→ Exercise data:

◇ ◇ ◇ ◇

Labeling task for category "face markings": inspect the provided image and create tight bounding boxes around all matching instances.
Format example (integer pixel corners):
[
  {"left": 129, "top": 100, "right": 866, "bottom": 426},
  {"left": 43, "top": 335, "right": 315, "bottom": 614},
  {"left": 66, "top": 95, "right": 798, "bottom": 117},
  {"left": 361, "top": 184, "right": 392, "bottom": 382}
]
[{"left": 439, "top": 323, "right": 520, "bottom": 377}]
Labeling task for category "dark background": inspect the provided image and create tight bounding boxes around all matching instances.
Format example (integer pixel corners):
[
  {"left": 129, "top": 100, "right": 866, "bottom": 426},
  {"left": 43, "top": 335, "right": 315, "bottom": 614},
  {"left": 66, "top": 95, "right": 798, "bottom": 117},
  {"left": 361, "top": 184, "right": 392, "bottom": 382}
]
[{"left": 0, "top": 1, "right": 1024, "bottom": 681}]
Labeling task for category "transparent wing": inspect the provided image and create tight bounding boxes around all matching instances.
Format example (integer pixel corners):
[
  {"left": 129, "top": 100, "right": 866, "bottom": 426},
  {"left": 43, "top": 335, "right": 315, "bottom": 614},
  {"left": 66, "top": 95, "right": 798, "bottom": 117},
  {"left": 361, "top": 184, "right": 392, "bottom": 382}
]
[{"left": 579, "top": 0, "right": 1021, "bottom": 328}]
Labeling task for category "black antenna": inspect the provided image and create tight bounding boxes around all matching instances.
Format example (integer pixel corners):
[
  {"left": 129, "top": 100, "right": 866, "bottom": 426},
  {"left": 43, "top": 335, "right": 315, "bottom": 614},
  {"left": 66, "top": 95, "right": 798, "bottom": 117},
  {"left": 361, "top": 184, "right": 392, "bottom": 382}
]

◇ ◇ ◇ ◇

Nothing should be left out: return all of the records exactly.

→ Output for this task:
Labeling task for category "face markings": inspect the provided image and create tight bounding boxes around all matching instances.
Format example (integer pixel corners):
[
  {"left": 129, "top": 100, "right": 866, "bottom": 426},
  {"left": 43, "top": 335, "right": 315, "bottom": 614},
  {"left": 66, "top": 95, "right": 798, "bottom": 117},
  {"left": 361, "top": 184, "right": 392, "bottom": 382}
]
[{"left": 439, "top": 323, "right": 520, "bottom": 377}]
Labeling task for category "dark background": inspect the provided image and create tight bounding boxes around all matching instances.
Format example (integer pixel corners):
[
  {"left": 129, "top": 100, "right": 866, "bottom": 426},
  {"left": 43, "top": 335, "right": 315, "bottom": 614},
  {"left": 66, "top": 95, "right": 798, "bottom": 117},
  {"left": 361, "top": 184, "right": 392, "bottom": 382}
]
[{"left": 0, "top": 1, "right": 1024, "bottom": 681}]
Labeling task for category "transparent wing": inspect the provided image and create tight bounding boxes around all matching instances.
Format example (integer pixel corners):
[
  {"left": 129, "top": 100, "right": 866, "bottom": 426},
  {"left": 43, "top": 335, "right": 315, "bottom": 614},
  {"left": 66, "top": 95, "right": 798, "bottom": 117},
  {"left": 361, "top": 184, "right": 392, "bottom": 382}
]
[{"left": 579, "top": 0, "right": 1021, "bottom": 328}]
Labeling task for category "black antenna": inspect the provided image and create tight bounding boxes around all matching instances.
Format example (integer pixel corners):
[
  {"left": 129, "top": 100, "right": 866, "bottom": 426},
  {"left": 43, "top": 335, "right": 315, "bottom": 614},
  {"left": 66, "top": 95, "right": 798, "bottom": 117},
  {"left": 361, "top": 184, "right": 392, "bottom": 382}
]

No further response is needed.